DATASET ENTRIES:
·····
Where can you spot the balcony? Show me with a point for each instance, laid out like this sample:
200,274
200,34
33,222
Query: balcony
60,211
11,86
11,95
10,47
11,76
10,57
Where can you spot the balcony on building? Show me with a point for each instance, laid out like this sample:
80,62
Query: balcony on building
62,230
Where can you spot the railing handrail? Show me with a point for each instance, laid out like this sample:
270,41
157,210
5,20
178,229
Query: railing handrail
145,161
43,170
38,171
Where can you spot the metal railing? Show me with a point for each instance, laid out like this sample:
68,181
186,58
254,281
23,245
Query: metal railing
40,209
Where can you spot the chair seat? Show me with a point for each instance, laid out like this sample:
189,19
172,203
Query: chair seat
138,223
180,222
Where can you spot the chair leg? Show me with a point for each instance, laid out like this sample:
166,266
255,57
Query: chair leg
·····
TASK DETAILS:
Lay out every line of the records above as a two-column Markdown table headed Number and Line, with one row per line and no rows for blank lines.

REPLY TO THE TASK:
| Number | Line |
|---|---|
| 1 | Where can you spot the balcony? Show me with a point for each instance, laid out like this sample: |
| 2 | 200,274 |
| 3 | 200,34 |
| 4 | 33,222 |
| 5 | Query: balcony |
| 6 | 60,211 |
| 7 | 11,86 |
| 8 | 11,95 |
| 9 | 10,47 |
| 10 | 11,76 |
| 11 | 10,57 |
| 12 | Where can you spot the balcony on building? Show me with a point for each instance, laid out like this sample: |
| 13 | 80,62 |
| 14 | Query: balcony on building |
| 15 | 62,230 |
| 16 | Where can you spot the railing handrail? Show me with a point for each instance, laid out like this sample: |
| 17 | 270,41 |
| 18 | 157,210 |
| 19 | 5,20 |
| 20 | 178,229 |
| 21 | Query: railing handrail |
| 22 | 145,161 |
| 23 | 43,170 |
| 24 | 38,171 |
| 25 | Where can you spot the metal railing? Show me with a point for each instance, laid out like this sample: |
| 26 | 68,181 |
| 27 | 186,58 |
| 28 | 254,281 |
| 29 | 23,245 |
| 30 | Query: metal railing |
| 31 | 40,209 |
| 32 | Where can you spot the chair seat? Show me with a point for each instance, laid out like this sample: |
| 33 | 189,19 |
| 34 | 172,203 |
| 35 | Query: chair seat |
| 36 | 138,223 |
| 37 | 180,222 |
| 38 | Where can you spot the chair leg? Show me with a point for each instance, laid out like this sample: |
| 39 | 166,266 |
| 40 | 255,57 |
| 41 | Query: chair leg |